ACTIVITY - The lines below starting at the line containing "box: [143, 119, 169, 133]" and ending at the line containing "positive clicks: (156, 132)" are to be repeated exactly, with both ends kept and nothing else added.

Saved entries
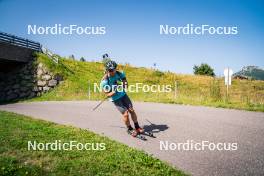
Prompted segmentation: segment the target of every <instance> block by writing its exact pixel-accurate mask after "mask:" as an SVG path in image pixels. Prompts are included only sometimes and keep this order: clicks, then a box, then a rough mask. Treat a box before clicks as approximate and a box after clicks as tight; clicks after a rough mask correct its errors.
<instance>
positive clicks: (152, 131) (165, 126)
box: [143, 119, 169, 133]
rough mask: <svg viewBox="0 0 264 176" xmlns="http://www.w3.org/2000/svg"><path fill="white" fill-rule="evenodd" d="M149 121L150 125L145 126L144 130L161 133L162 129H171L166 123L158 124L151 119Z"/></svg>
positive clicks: (156, 132)
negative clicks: (151, 121)
mask: <svg viewBox="0 0 264 176" xmlns="http://www.w3.org/2000/svg"><path fill="white" fill-rule="evenodd" d="M146 120H147V119H146ZM147 121H148V122H149V123H150V125H144V126H143V128H144V130H145V131H147V132H152V133H159V132H161V131H165V130H167V129H169V127H168V125H165V124H161V125H157V124H154V123H151V122H150V121H149V120H147Z"/></svg>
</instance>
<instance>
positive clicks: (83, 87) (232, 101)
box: [30, 54, 264, 111]
mask: <svg viewBox="0 0 264 176" xmlns="http://www.w3.org/2000/svg"><path fill="white" fill-rule="evenodd" d="M38 60H40V61H41V62H43V63H45V64H46V65H47V66H48V67H49V68H50V69H51V70H52V71H53V72H55V73H60V74H61V75H63V77H64V82H63V83H62V84H61V85H60V86H58V87H57V88H55V89H54V90H52V91H50V92H48V93H46V94H43V95H42V96H41V97H37V98H34V99H32V100H30V101H41V100H88V99H90V100H100V99H102V98H103V97H104V94H102V93H100V92H94V83H97V84H99V83H100V81H101V78H102V76H103V74H104V67H103V64H102V63H99V62H80V61H74V60H69V59H65V58H61V59H60V64H59V65H56V64H55V63H53V62H52V61H51V60H50V59H48V58H47V56H45V55H43V54H38ZM118 69H119V70H122V71H124V72H125V73H126V76H127V79H128V82H129V84H130V85H131V84H136V83H143V84H144V85H153V84H156V85H171V87H172V91H171V92H168V93H163V92H161V93H155V92H153V93H151V92H147V93H145V92H143V91H142V90H141V91H140V92H137V93H135V92H129V93H128V94H129V95H130V96H131V98H132V99H133V100H134V101H149V102H163V103H177V104H191V105H206V106H214V107H225V108H236V109H246V110H255V111H264V81H250V80H233V82H232V86H231V87H230V90H229V96H226V88H225V86H224V80H223V79H222V78H212V77H208V76H193V75H182V74H175V73H171V72H160V71H158V70H153V69H147V68H136V67H132V66H130V65H119V66H118ZM89 87H90V96H89V93H88V90H89Z"/></svg>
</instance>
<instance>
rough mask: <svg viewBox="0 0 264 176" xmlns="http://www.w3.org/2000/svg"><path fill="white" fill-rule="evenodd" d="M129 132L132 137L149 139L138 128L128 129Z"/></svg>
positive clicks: (127, 131)
mask: <svg viewBox="0 0 264 176" xmlns="http://www.w3.org/2000/svg"><path fill="white" fill-rule="evenodd" d="M127 133H128V134H129V135H131V136H132V137H135V138H138V139H140V140H143V141H146V140H147V139H146V138H145V137H144V136H142V135H141V134H140V133H138V132H137V131H136V130H134V129H133V130H127Z"/></svg>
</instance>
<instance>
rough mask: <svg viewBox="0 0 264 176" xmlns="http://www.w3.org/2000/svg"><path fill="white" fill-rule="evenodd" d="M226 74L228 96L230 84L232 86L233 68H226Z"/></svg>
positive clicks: (230, 85)
mask: <svg viewBox="0 0 264 176" xmlns="http://www.w3.org/2000/svg"><path fill="white" fill-rule="evenodd" d="M224 75H225V85H226V96H227V97H228V89H229V86H231V82H232V75H233V70H232V69H230V68H229V67H228V68H226V69H225V70H224Z"/></svg>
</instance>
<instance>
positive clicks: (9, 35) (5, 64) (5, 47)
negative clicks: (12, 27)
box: [0, 32, 41, 72]
mask: <svg viewBox="0 0 264 176" xmlns="http://www.w3.org/2000/svg"><path fill="white" fill-rule="evenodd" d="M35 51H37V52H40V51H41V44H40V43H38V42H34V41H31V40H28V39H24V38H21V37H18V36H15V35H11V34H7V33H4V32H0V72H8V71H11V70H13V69H15V68H17V67H18V66H20V65H22V64H25V63H28V62H29V61H31V60H32V59H33V56H32V53H33V52H35Z"/></svg>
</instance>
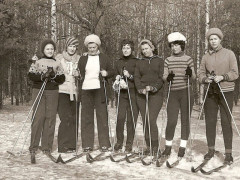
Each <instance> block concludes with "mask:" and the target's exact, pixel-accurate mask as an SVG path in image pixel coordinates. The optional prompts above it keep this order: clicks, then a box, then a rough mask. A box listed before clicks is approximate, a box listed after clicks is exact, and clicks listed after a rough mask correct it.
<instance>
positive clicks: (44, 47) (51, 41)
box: [41, 39, 56, 54]
mask: <svg viewBox="0 0 240 180" xmlns="http://www.w3.org/2000/svg"><path fill="white" fill-rule="evenodd" d="M48 44H52V45H53V47H54V50H56V44H55V42H54V41H53V40H51V39H45V40H44V41H43V42H42V44H41V52H42V53H43V54H44V48H45V46H46V45H48Z"/></svg>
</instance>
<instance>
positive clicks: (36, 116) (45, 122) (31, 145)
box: [29, 89, 58, 151]
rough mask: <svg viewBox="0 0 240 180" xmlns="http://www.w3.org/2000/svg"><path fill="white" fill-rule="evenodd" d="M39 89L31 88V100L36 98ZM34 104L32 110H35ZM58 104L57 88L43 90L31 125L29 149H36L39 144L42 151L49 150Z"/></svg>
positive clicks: (34, 111) (57, 94)
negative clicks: (38, 105)
mask: <svg viewBox="0 0 240 180" xmlns="http://www.w3.org/2000/svg"><path fill="white" fill-rule="evenodd" d="M38 92H39V89H33V94H32V97H33V100H34V99H36V97H37V94H38ZM36 106H37V103H36V105H35V106H34V108H33V112H35V110H36ZM57 106H58V90H44V92H43V95H42V98H41V101H40V103H39V106H38V108H37V111H36V115H35V118H34V119H33V121H32V126H31V144H30V147H29V150H30V151H36V150H37V149H38V147H39V142H40V138H41V146H42V150H43V151H45V150H46V151H51V150H52V145H53V139H54V132H55V124H56V114H57Z"/></svg>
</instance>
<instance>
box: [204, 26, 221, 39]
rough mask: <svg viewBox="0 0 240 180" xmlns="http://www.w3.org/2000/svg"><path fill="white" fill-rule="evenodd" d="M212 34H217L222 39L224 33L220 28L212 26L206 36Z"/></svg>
mask: <svg viewBox="0 0 240 180" xmlns="http://www.w3.org/2000/svg"><path fill="white" fill-rule="evenodd" d="M211 35H217V36H218V37H219V38H220V39H223V33H222V31H221V30H220V29H218V28H210V29H209V30H208V32H207V33H206V38H207V39H209V37H210V36H211Z"/></svg>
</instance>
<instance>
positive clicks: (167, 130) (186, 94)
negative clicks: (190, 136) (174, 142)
mask: <svg viewBox="0 0 240 180" xmlns="http://www.w3.org/2000/svg"><path fill="white" fill-rule="evenodd" d="M192 108H193V95H192V90H191V91H190V115H191V111H192ZM179 110H180V111H181V139H182V140H188V137H189V132H190V127H189V102H188V89H182V90H177V91H170V95H169V100H168V107H167V117H168V120H167V127H166V132H165V134H166V140H168V141H171V140H173V137H174V133H175V129H176V126H177V121H178V114H179Z"/></svg>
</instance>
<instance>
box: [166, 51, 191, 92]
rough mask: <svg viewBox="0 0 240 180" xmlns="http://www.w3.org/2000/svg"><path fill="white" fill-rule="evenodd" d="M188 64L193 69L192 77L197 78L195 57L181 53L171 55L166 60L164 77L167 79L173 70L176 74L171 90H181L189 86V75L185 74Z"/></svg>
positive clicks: (172, 71)
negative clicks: (187, 76) (175, 54)
mask: <svg viewBox="0 0 240 180" xmlns="http://www.w3.org/2000/svg"><path fill="white" fill-rule="evenodd" d="M188 66H189V67H190V68H191V70H192V76H191V79H193V80H194V79H196V74H195V71H194V65H193V59H192V58H191V57H190V56H187V55H185V54H184V53H181V54H179V55H171V56H170V57H168V58H167V59H166V60H165V62H164V74H163V79H164V80H165V81H166V80H167V77H168V74H170V73H171V72H173V73H174V74H175V76H174V78H173V82H172V84H171V90H173V91H174V90H181V89H186V88H187V87H188V77H187V76H186V75H185V74H186V71H185V70H186V69H187V67H188ZM190 85H191V84H190Z"/></svg>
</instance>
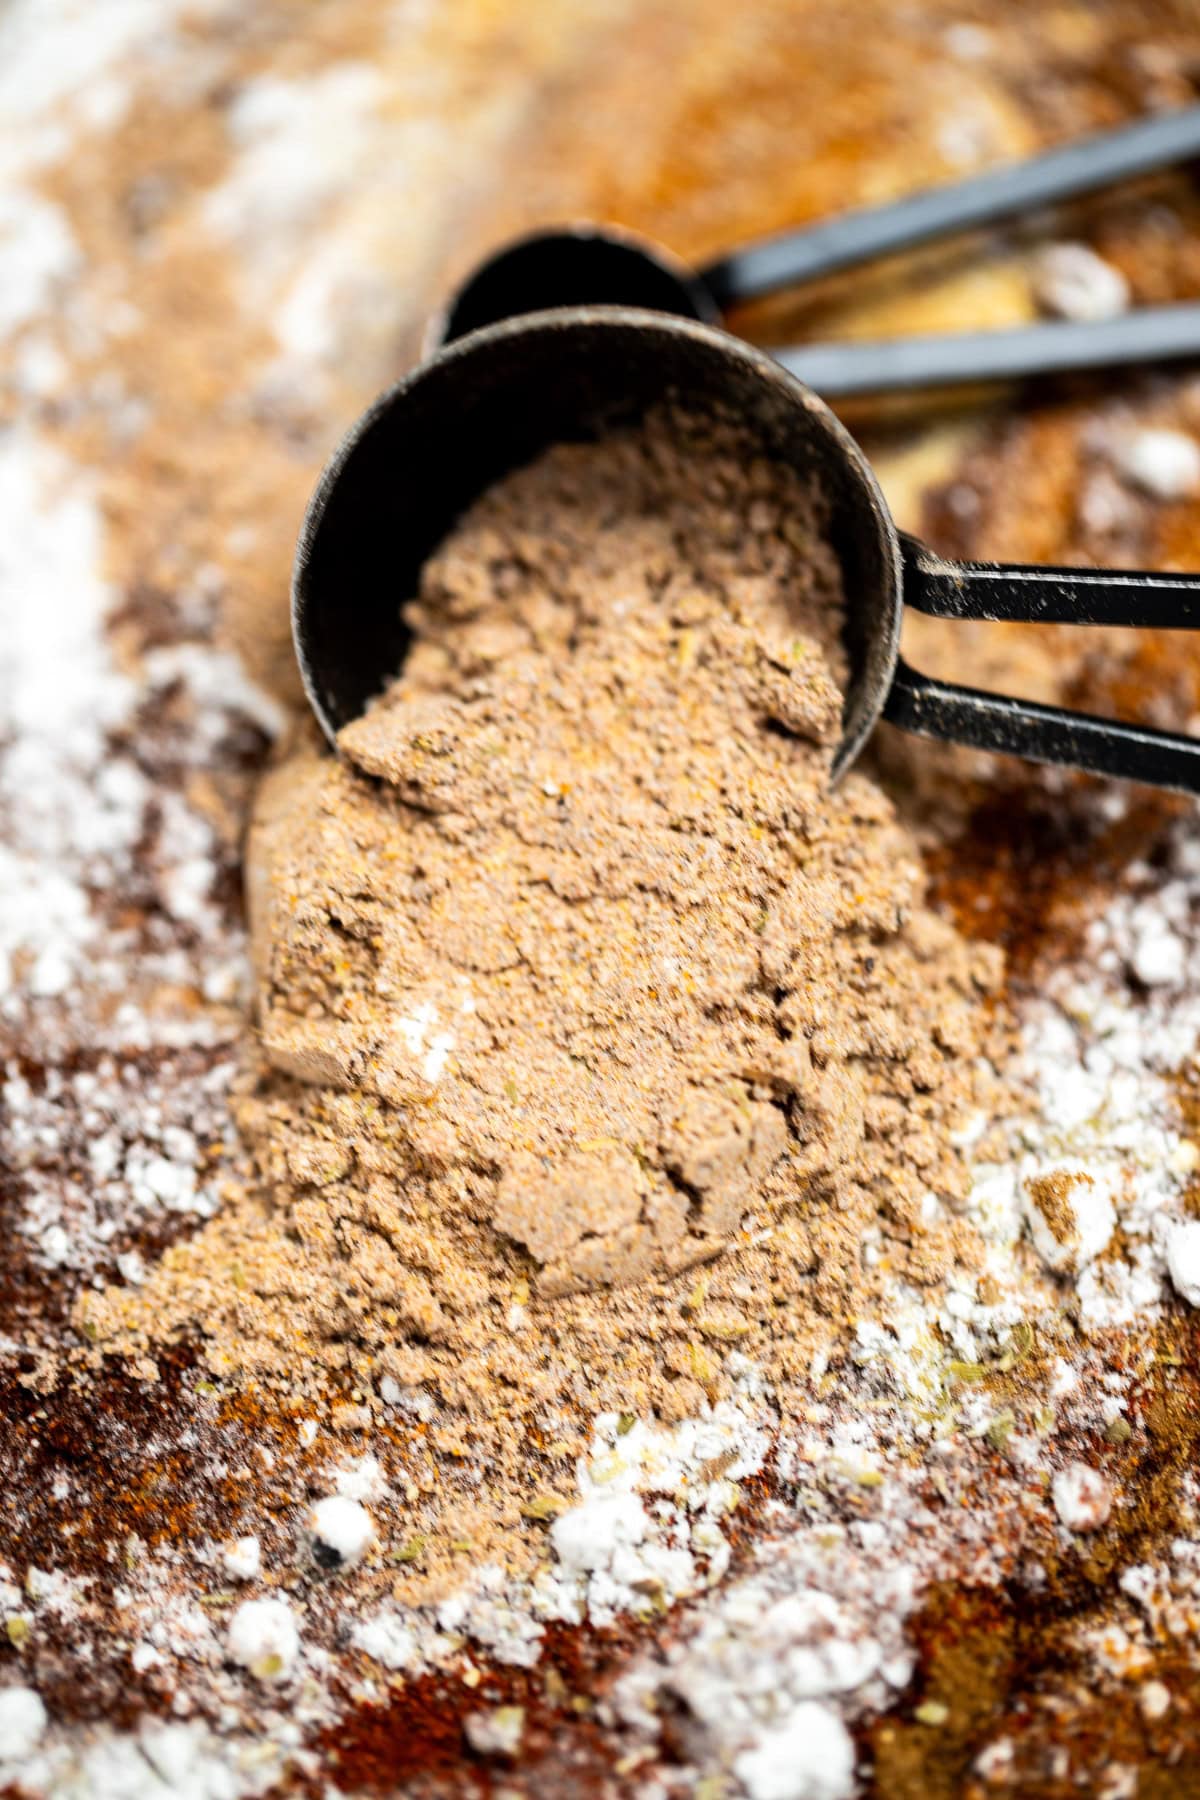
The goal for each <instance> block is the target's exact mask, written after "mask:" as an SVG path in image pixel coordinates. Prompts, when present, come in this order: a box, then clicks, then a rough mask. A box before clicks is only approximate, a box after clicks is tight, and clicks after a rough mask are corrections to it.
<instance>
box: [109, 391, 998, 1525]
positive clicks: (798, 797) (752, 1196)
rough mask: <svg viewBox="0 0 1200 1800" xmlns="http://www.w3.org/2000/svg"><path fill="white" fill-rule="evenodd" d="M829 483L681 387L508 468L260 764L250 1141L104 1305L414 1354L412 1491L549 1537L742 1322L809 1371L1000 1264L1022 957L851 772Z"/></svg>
mask: <svg viewBox="0 0 1200 1800" xmlns="http://www.w3.org/2000/svg"><path fill="white" fill-rule="evenodd" d="M824 526H826V508H824V500H822V495H820V491H819V488H817V486H813V484H811V481H808V479H804V477H802V475H799V473H797V472H795V470H790V468H786V466H781V464H777V463H770V461H765V459H763V457H761V455H757V454H756V450H754V445H752V443H750V441H747V439H745V437H743V432H741V430H739V427H738V425H736V423H732V421H720V419H716V421H714V419H700V418H694V416H689V414H685V412H680V410H673V409H664V410H660V412H657V414H651V416H649V418H648V419H646V421H644V423H642V425H640V427H637V428H630V430H626V432H622V434H617V436H612V437H606V439H604V441H603V443H596V445H561V446H556V448H551V450H549V452H547V454H543V455H542V457H540V459H538V461H536V463H533V464H531V466H529V468H524V470H518V472H516V473H513V475H509V477H507V479H506V481H502V482H500V484H498V486H497V488H493V490H491V491H489V493H486V495H484V497H482V499H480V500H479V502H477V504H475V508H473V509H471V511H470V513H468V515H466V517H464V518H462V520H461V524H459V526H457V527H455V531H453V533H452V535H450V538H448V540H446V542H444V545H443V547H441V551H439V553H437V554H435V556H434V558H432V560H430V563H428V565H426V569H425V574H423V581H421V592H419V598H417V599H416V601H412V603H410V605H408V619H410V625H412V628H414V634H416V643H414V650H412V653H410V657H408V662H407V666H405V670H403V673H401V677H399V679H398V680H396V682H394V686H392V688H390V689H389V691H387V693H385V695H383V697H381V700H380V702H378V704H376V706H372V707H371V709H369V713H367V715H365V716H363V718H360V720H358V722H354V724H353V725H349V727H347V729H345V731H344V733H342V740H340V751H342V754H340V758H336V760H335V758H329V756H327V754H320V752H318V751H317V749H311V751H300V752H297V754H291V756H290V760H288V761H286V763H284V765H282V767H281V769H279V770H277V772H275V774H273V776H272V778H270V779H268V783H266V787H264V790H263V794H261V801H259V806H257V817H255V826H254V833H252V842H250V913H252V934H254V947H255V961H257V995H259V1001H257V1003H259V1026H261V1044H259V1055H257V1066H255V1069H254V1071H252V1084H250V1085H252V1091H250V1093H248V1094H246V1098H245V1102H243V1105H241V1123H243V1130H245V1134H246V1141H248V1147H250V1152H252V1157H254V1166H255V1179H254V1183H252V1184H250V1186H248V1188H246V1192H245V1193H241V1195H234V1197H230V1199H228V1202H227V1206H225V1208H223V1211H221V1215H219V1217H218V1219H214V1220H212V1222H210V1224H209V1226H207V1228H205V1229H203V1231H201V1233H200V1235H198V1237H194V1238H193V1240H189V1242H187V1244H182V1246H176V1247H175V1249H171V1251H169V1253H167V1255H166V1256H164V1260H162V1264H160V1265H158V1267H157V1269H155V1271H153V1273H151V1274H149V1280H148V1282H146V1283H144V1285H142V1287H140V1289H137V1291H133V1289H130V1291H121V1289H110V1291H108V1292H104V1294H95V1296H90V1298H88V1300H86V1301H85V1305H83V1323H85V1327H86V1330H88V1336H90V1337H92V1339H94V1341H99V1343H103V1345H104V1346H110V1348H126V1350H130V1352H137V1354H146V1350H148V1348H153V1343H155V1341H162V1339H164V1337H171V1336H185V1334H189V1336H194V1334H200V1336H201V1339H203V1343H205V1348H207V1357H209V1363H210V1366H212V1368H214V1370H218V1372H219V1373H223V1375H241V1377H245V1379H248V1381H255V1382H261V1384H266V1386H270V1388H273V1390H277V1391H282V1393H290V1395H304V1397H313V1399H315V1400H320V1399H322V1397H324V1399H326V1400H329V1399H338V1397H340V1399H342V1402H345V1395H347V1391H349V1393H353V1395H356V1397H358V1400H360V1402H362V1404H371V1400H372V1397H374V1395H376V1393H378V1391H380V1388H381V1386H387V1391H389V1393H392V1395H396V1393H401V1395H407V1397H408V1399H410V1400H412V1404H414V1406H416V1408H425V1411H426V1417H430V1418H434V1424H432V1426H430V1429H428V1431H423V1436H421V1442H419V1445H414V1456H417V1453H419V1458H421V1478H419V1480H414V1489H412V1490H414V1496H416V1494H421V1499H419V1501H417V1499H416V1498H414V1507H416V1514H419V1517H414V1526H416V1528H419V1530H421V1532H423V1534H426V1535H428V1537H435V1535H437V1534H444V1535H446V1537H448V1539H450V1537H453V1535H455V1534H457V1535H459V1537H461V1535H462V1532H464V1530H470V1532H473V1534H475V1537H477V1541H479V1543H480V1548H482V1546H484V1541H486V1539H489V1537H495V1535H497V1534H500V1535H506V1541H509V1543H511V1544H513V1546H520V1543H522V1541H527V1543H529V1541H531V1539H529V1534H531V1532H533V1530H534V1526H531V1525H529V1521H527V1519H525V1517H522V1514H524V1512H525V1514H527V1510H529V1507H527V1503H529V1494H531V1490H533V1489H542V1487H543V1485H545V1481H547V1469H545V1458H543V1454H542V1447H545V1445H547V1444H554V1445H556V1447H558V1449H560V1453H561V1451H563V1449H567V1447H570V1445H578V1444H579V1442H581V1440H583V1436H585V1435H587V1426H588V1420H590V1417H592V1415H594V1413H597V1411H601V1409H604V1408H619V1409H622V1411H626V1409H628V1411H635V1413H642V1411H657V1413H658V1415H660V1417H666V1418H680V1417H685V1415H693V1413H696V1411H700V1409H703V1406H705V1404H707V1402H711V1400H714V1399H718V1397H720V1395H721V1393H723V1391H725V1390H727V1384H729V1370H730V1366H732V1361H730V1359H745V1357H748V1359H752V1361H754V1363H756V1364H757V1366H761V1368H763V1370H765V1373H766V1375H770V1377H772V1379H774V1381H775V1382H777V1384H779V1388H781V1391H783V1395H784V1399H786V1391H788V1384H790V1382H802V1381H808V1377H810V1372H811V1370H813V1368H817V1366H820V1368H824V1366H826V1364H828V1363H833V1364H837V1359H838V1355H840V1354H844V1350H846V1348H847V1346H849V1345H851V1343H853V1336H855V1330H856V1327H858V1323H860V1321H862V1319H864V1318H882V1316H885V1314H887V1305H889V1296H896V1294H900V1292H903V1291H910V1289H912V1287H936V1285H937V1283H939V1282H943V1280H945V1276H946V1274H948V1273H950V1271H952V1269H954V1267H955V1265H961V1267H968V1269H972V1267H973V1269H979V1265H981V1246H979V1242H977V1238H975V1237H973V1233H972V1231H970V1229H968V1228H966V1224H964V1222H963V1220H961V1219H959V1217H957V1208H959V1202H961V1199H963V1195H964V1190H966V1165H964V1156H963V1152H961V1148H959V1147H957V1141H955V1139H957V1134H959V1132H961V1129H963V1127H964V1123H966V1121H968V1120H973V1118H977V1116H979V1114H981V1111H982V1112H986V1111H988V1109H990V1107H991V1105H993V1096H991V1080H993V1076H991V1069H990V1064H988V1057H986V1049H988V1031H990V1030H991V1024H990V1019H991V1012H990V1008H988V1004H986V1003H984V995H986V994H988V990H990V988H991V986H993V985H995V979H997V974H999V970H997V965H995V956H993V952H991V950H988V949H986V947H981V945H970V943H966V941H964V940H961V938H959V936H957V932H955V931H954V929H952V925H950V923H946V922H945V920H941V918H937V916H936V914H934V913H930V911H928V909H927V907H925V904H923V875H921V866H919V860H918V855H916V848H914V844H912V841H910V839H909V837H907V833H905V832H903V830H901V828H900V826H898V823H896V819H894V814H892V808H891V803H889V801H887V799H885V796H883V794H882V792H880V788H878V787H876V785H873V783H871V781H869V779H867V778H864V776H858V774H855V776H851V778H849V779H846V781H844V783H842V785H840V787H838V788H837V790H833V792H829V781H828V778H829V767H831V760H833V752H835V747H837V740H838V731H840V686H838V684H840V680H842V677H844V666H842V652H840V617H842V605H844V596H842V585H840V569H838V563H837V560H835V556H833V553H831V549H829V545H828V542H826V536H824ZM398 603H399V599H398ZM741 1366H743V1364H741ZM414 1467H416V1465H414ZM522 1534H524V1537H522Z"/></svg>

ANSWER SPACE -
box: [143, 119, 169, 133]
rough mask: <svg viewBox="0 0 264 176" xmlns="http://www.w3.org/2000/svg"><path fill="white" fill-rule="evenodd" d="M149 121L150 125L145 126L144 130L161 133L162 129H171L166 123L158 124L151 119Z"/></svg>
positive clicks: (156, 132)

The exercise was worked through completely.